(Dataset excerpt)
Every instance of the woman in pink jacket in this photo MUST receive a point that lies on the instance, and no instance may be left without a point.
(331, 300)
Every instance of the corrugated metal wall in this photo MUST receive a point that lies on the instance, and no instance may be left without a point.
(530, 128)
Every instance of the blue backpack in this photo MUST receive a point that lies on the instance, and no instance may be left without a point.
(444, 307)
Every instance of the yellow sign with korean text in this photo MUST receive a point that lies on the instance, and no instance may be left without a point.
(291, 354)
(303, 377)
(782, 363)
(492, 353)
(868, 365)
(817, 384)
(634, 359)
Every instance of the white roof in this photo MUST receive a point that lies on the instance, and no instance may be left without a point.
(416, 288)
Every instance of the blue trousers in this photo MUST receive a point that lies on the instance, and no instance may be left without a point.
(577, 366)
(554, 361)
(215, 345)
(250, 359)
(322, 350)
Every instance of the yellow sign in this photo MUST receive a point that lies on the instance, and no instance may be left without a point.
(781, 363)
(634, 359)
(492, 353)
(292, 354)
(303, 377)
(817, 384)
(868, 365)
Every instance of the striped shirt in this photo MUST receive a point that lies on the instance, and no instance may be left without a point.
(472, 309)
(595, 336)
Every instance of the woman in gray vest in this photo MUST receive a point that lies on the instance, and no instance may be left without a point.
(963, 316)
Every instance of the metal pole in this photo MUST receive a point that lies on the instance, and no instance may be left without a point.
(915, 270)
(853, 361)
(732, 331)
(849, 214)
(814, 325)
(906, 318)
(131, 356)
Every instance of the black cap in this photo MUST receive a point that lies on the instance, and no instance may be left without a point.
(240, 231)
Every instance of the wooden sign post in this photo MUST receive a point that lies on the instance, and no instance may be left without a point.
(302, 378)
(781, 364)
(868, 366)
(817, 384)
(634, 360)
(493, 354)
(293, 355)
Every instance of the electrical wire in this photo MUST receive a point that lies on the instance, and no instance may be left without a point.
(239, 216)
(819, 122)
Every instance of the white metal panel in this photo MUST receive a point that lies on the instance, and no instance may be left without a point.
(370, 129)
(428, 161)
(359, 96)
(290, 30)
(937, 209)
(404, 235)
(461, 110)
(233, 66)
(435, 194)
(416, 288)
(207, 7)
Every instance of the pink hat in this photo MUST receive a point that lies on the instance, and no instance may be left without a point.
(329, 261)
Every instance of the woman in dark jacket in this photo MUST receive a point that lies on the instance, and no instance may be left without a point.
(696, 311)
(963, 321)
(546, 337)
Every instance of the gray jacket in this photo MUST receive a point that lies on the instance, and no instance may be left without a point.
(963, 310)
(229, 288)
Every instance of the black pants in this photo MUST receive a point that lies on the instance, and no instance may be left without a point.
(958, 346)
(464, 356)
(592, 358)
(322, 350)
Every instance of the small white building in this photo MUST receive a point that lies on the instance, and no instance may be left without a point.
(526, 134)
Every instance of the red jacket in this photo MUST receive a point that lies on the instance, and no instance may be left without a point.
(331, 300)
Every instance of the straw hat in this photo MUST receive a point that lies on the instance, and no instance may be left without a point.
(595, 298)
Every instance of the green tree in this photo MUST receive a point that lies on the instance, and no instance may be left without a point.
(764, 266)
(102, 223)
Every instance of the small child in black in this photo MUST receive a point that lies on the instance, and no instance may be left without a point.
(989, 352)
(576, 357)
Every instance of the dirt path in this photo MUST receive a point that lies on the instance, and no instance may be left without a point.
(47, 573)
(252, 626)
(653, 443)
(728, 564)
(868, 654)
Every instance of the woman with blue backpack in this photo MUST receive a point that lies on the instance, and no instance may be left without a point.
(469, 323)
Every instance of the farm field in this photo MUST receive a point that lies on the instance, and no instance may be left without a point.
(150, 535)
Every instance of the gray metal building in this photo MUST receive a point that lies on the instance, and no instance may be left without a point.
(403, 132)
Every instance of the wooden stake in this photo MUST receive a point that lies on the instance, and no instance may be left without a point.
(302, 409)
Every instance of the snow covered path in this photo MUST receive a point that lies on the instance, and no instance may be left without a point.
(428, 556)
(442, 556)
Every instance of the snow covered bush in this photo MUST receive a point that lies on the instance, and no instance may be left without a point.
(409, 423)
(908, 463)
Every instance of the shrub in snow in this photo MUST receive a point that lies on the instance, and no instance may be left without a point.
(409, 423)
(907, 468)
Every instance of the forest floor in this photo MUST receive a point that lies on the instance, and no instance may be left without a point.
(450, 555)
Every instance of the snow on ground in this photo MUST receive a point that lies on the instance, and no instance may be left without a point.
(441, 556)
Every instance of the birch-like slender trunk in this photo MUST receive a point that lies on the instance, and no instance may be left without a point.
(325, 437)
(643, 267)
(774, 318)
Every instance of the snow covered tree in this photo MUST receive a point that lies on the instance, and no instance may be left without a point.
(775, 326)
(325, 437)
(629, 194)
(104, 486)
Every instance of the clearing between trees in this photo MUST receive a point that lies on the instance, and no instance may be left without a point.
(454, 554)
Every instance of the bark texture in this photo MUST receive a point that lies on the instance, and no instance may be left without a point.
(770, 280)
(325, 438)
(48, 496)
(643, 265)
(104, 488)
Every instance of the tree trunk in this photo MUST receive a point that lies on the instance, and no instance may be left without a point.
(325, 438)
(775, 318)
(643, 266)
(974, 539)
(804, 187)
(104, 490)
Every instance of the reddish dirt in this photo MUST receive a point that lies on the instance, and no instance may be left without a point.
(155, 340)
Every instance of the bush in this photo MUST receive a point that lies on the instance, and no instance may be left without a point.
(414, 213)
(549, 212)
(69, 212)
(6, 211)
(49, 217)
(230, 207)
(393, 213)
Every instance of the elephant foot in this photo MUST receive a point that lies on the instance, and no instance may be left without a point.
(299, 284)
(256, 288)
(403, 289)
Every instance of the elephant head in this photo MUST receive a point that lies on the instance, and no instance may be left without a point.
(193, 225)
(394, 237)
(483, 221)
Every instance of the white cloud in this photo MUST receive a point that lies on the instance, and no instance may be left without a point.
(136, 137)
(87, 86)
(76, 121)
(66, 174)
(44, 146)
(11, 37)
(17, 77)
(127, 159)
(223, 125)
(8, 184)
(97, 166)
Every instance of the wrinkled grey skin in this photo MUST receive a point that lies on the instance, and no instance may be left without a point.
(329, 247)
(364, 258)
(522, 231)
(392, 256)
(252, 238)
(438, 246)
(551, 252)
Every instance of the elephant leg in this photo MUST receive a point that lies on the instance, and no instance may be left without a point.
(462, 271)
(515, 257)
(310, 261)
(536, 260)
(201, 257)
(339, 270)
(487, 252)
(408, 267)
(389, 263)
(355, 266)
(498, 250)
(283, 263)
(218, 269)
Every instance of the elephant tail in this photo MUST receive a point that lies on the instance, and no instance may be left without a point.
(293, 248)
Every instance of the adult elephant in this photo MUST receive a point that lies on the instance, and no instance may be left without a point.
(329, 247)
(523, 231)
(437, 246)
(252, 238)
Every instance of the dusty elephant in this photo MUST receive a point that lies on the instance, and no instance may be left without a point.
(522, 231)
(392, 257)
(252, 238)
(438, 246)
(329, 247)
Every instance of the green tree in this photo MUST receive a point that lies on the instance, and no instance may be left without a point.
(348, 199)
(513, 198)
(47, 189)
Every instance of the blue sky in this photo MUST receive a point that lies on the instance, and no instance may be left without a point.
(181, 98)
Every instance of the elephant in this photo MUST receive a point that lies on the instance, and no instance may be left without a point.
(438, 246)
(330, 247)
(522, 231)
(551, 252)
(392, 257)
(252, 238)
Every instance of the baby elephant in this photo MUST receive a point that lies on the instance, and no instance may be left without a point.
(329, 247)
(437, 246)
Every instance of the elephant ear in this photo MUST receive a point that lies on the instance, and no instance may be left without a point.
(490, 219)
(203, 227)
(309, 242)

#### Exercise
Please convert the lines above into a JSON list of strings, with one string for each line and blank lines left out.

#### Reply to the exercise
[
  "Every instance of the woman in pink jacket in this photo MUST receive a point that lies on the instance, and no instance may be left without a point.",
  "(331, 300)",
  "Every instance of the corrugated metal wall in this photo MUST receive a point that lies on the instance, and no instance may be left without a point.",
  "(530, 128)",
  "Every instance of the blue backpack in this photo MUST receive a point that lies on the instance, and no instance may be left without a point.",
  "(444, 307)",
  "Every instance of the yellow sign with korean text in this photo MUST receive a point that lies on the instance, and no instance may be left without a point.",
  "(291, 354)",
  "(303, 377)",
  "(782, 363)",
  "(492, 353)",
  "(868, 365)",
  "(817, 384)",
  "(634, 359)",
  "Every instance of the white roof in this photo MUST receive a point that lies on the instance, and no instance may be left without a point.",
  "(416, 288)",
  "Every instance of the blue trousers in this photo MUST receive a point that lies on the instance, and no instance may be left without a point.",
  "(577, 366)",
  "(554, 361)",
  "(215, 345)",
  "(250, 359)",
  "(322, 350)",
  "Every instance of the yellow sign in this photo MUST receive a point that lies on the instance, and no instance may be left without a point.",
  "(781, 363)",
  "(634, 359)",
  "(492, 353)",
  "(292, 354)",
  "(303, 377)",
  "(817, 384)",
  "(868, 365)",
  "Every instance of the striped shirt in this photo MUST receive a point that lies on the instance, and no instance may be left without a point.",
  "(472, 309)",
  "(595, 336)",
  "Every instance of the woman in gray vest in this photo MUST receive a point that lies on the instance, and no instance may be left without a point.",
  "(963, 316)",
  "Every instance of the metal pole in this photo MUST receive a point that lies on the instance, and no instance may be left without a point.",
  "(915, 270)",
  "(853, 361)",
  "(732, 331)",
  "(849, 214)",
  "(814, 325)",
  "(906, 318)",
  "(131, 356)",
  "Every instance of the black cap in this photo MUST receive a point that lies on the instance, and no instance may be left without a point.",
  "(240, 231)",
  "Every instance of the wooden sign post in this photo MUST receive a point that lies on the instance, and no instance may be left without a point.",
  "(302, 378)",
  "(781, 364)",
  "(868, 366)",
  "(817, 384)",
  "(634, 360)",
  "(493, 354)",
  "(293, 355)",
  "Every instance of the electrical wire in this photo MUST receive a point that lies on the instance, and no instance may be left without a point.",
  "(239, 216)",
  "(819, 122)",
  "Every instance of the white metal panel in this photo MUST receive a point that lies on the instance, and no instance may be left without a point.",
  "(370, 129)",
  "(428, 161)",
  "(359, 96)",
  "(290, 30)",
  "(937, 209)",
  "(404, 235)",
  "(461, 110)",
  "(233, 66)",
  "(435, 194)",
  "(416, 288)",
  "(207, 7)",
  "Every instance of the pink hat in this photo MUST receive a point that lies on the instance, and no instance may be left without a point.",
  "(329, 261)",
  "Every instance of the woman in dark jacket in this photo MUST receive a point that lies on the instance, and no instance may be left without a point.",
  "(696, 311)",
  "(963, 321)",
  "(546, 337)",
  "Every instance of the gray jacket in this photo MUST receive a point that lies on the instance, and no instance may be left without a point.",
  "(963, 310)",
  "(229, 288)",
  "Every instance of the black pants in this photo MUST receive a point that lies on the instance, and no instance may be left without a point.",
  "(958, 346)",
  "(464, 356)",
  "(592, 358)",
  "(322, 350)",
  "Every instance of the small white building in this photo MUST receive a point that lies on the instance, and no instance may be left without a point.",
  "(526, 134)",
  "Every instance of the red jacket in this photo MUST receive a point that lies on the instance, and no instance may be left without a point.",
  "(331, 300)",
  "Every instance of the straw hat in this photo MUST receive a point that lies on the instance, and no instance may be left without a point.",
  "(595, 298)",
  "Every instance of the green tree in this photo MUST receive a point that lies on the instance, and no instance may be left without a point.",
  "(764, 266)",
  "(102, 223)",
  "Every instance of the small child in black in this photo MUST receive a point that lies on the instance, and no instance may be left without a point.",
  "(989, 352)",
  "(576, 357)",
  "Every instance of the dirt path in this photo MUST receive a point that lies on the instance, and no instance may be left without a point.",
  "(47, 573)",
  "(252, 626)",
  "(653, 443)",
  "(728, 564)",
  "(868, 654)",
  "Every instance of the woman with blue backpack in this photo MUST receive a point that lies on the instance, and no instance may be left without a point.",
  "(469, 323)",
  "Every instance of the farm field in this photo MUST receive a point that lies on the instance, and no instance may be left without a point.",
  "(150, 535)",
  "Every instance of the gray metal building in this photo MUST receive a point that lies on the instance, and no instance may be left without a point.",
  "(403, 132)",
  "Every instance of the wooden stake in this photo MUST receive a point that lies on the instance, and no instance may be left without a point.",
  "(302, 409)",
  "Every instance of the snow covered path in this photo MUST receive a point that lies on the instance, and no instance may be left without a point.",
  "(428, 556)",
  "(442, 556)",
  "Every instance of the snow covered bush in this photo MUST receive a point that lies on the instance, and no instance may be left without a point.",
  "(409, 423)",
  "(908, 463)",
  "Every instance of the shrub in snow in this photo MUST receive a point that lies on the instance, and no instance may be left without a point.",
  "(409, 423)",
  "(907, 468)",
  "Every instance of the forest floor in this photo MUST receive a point that lies on the instance, and no instance may be left without a point.",
  "(450, 555)",
  "Every instance of the snow on ground in this photo MUST receive a point that lies on the instance, and no instance may be left without a point.",
  "(441, 556)",
  "Every instance of the birch-like slender trunk in this photo MUST receive a point that lies on the instance, and no instance may be left without a point.",
  "(325, 437)",
  "(643, 267)",
  "(774, 318)",
  "Every instance of the snow covered tree in this photo MUST receive a point that lies on the instance, and no instance may be left without a point.",
  "(775, 326)",
  "(325, 437)",
  "(629, 194)",
  "(104, 486)",
  "Every instance of the clearing between trees in this photo MUST receive a point that lies on the instance, and no instance may be left without a point.",
  "(454, 554)",
  "Every instance of the bark texture in this photo MUST receive a point that lies on the instance, and no instance may be left without a point.",
  "(770, 280)",
  "(325, 438)",
  "(48, 496)",
  "(643, 265)",
  "(104, 488)",
  "Every instance of the tree trunk in this photo MUST receive a point that lies on the instance, and no instance may be left without a point.",
  "(325, 438)",
  "(775, 318)",
  "(643, 266)",
  "(974, 539)",
  "(804, 187)",
  "(104, 490)",
  "Every instance of the reddish dirt in this photo MUST receive a point that lies on the instance, and no instance may be left without a point.",
  "(155, 340)",
  "Every instance of the bush in this photo MUST receive a point that lies on the instance, and no instance may be left without a point.",
  "(414, 213)",
  "(549, 212)",
  "(69, 212)",
  "(6, 211)",
  "(49, 217)",
  "(230, 207)",
  "(393, 213)",
  "Every instance of the elephant foot in this photo MUST receive a point that lies on the instance, and no instance may be left without a point.",
  "(299, 284)",
  "(256, 288)",
  "(403, 289)",
  "Every instance of the elephant head in this photo MUST receive a point that lies on the instance, and no instance may be left without a point.",
  "(193, 225)",
  "(394, 237)",
  "(483, 221)",
  "Every instance of the white cloud in this photo MUST receive a point that lies on the instance, and no instance may be left without a point.",
  "(136, 137)",
  "(87, 86)",
  "(76, 121)",
  "(66, 174)",
  "(44, 146)",
  "(11, 37)",
  "(17, 77)",
  "(127, 159)",
  "(223, 125)",
  "(8, 184)",
  "(97, 166)",
  "Every instance of the wrinkled grey skin in this photo MUST receive a point that lies on the instance, and no instance may be left without a point.",
  "(329, 247)",
  "(364, 258)",
  "(522, 231)",
  "(392, 256)",
  "(252, 238)",
  "(438, 246)",
  "(551, 252)",
  "Every instance of the elephant leg in this photo MUST receive a point that lies on the instance, and no instance may be left without a point.",
  "(462, 271)",
  "(515, 257)",
  "(310, 261)",
  "(536, 260)",
  "(201, 257)",
  "(339, 270)",
  "(487, 252)",
  "(408, 267)",
  "(389, 263)",
  "(355, 266)",
  "(498, 250)",
  "(283, 263)",
  "(218, 269)",
  "Every instance of the elephant tail in this photo MUST receive a point that lies on the instance, and no instance may be left without a point.",
  "(293, 248)",
  "Every instance of the adult elephant in this photo MUST receive a point that lies on the instance, and no instance may be left without a point.",
  "(329, 247)",
  "(523, 231)",
  "(437, 246)",
  "(252, 238)",
  "Every instance of the dusty elephant in this photo MUST receive a point that lies on the instance, and no instance may be left without a point.",
  "(522, 231)",
  "(392, 257)",
  "(252, 238)",
  "(438, 246)",
  "(329, 247)",
  "Every instance of the green tree in this photo MUST receive a point that lies on the instance, and no instance may be left without a point.",
  "(348, 199)",
  "(513, 198)",
  "(47, 189)",
  "Every instance of the blue sky in this photo MUST receive a point that lies on the instance, and no instance may be left without a point.",
  "(181, 98)",
  "Every instance of the elephant in this photo MUST receive a point that lies on the instance, and no instance may be left without a point.",
  "(438, 246)",
  "(330, 247)",
  "(522, 231)",
  "(551, 252)",
  "(392, 257)",
  "(252, 238)",
  "Every instance of the baby elephant in this photo MUST receive a point that lies on the instance, and no instance may be left without a point.",
  "(329, 247)",
  "(437, 246)",
  "Every instance of the elephant ear in this photo MUST receive a point that lies on the instance, and no instance may be left without a point.",
  "(490, 219)",
  "(203, 227)",
  "(309, 242)"
]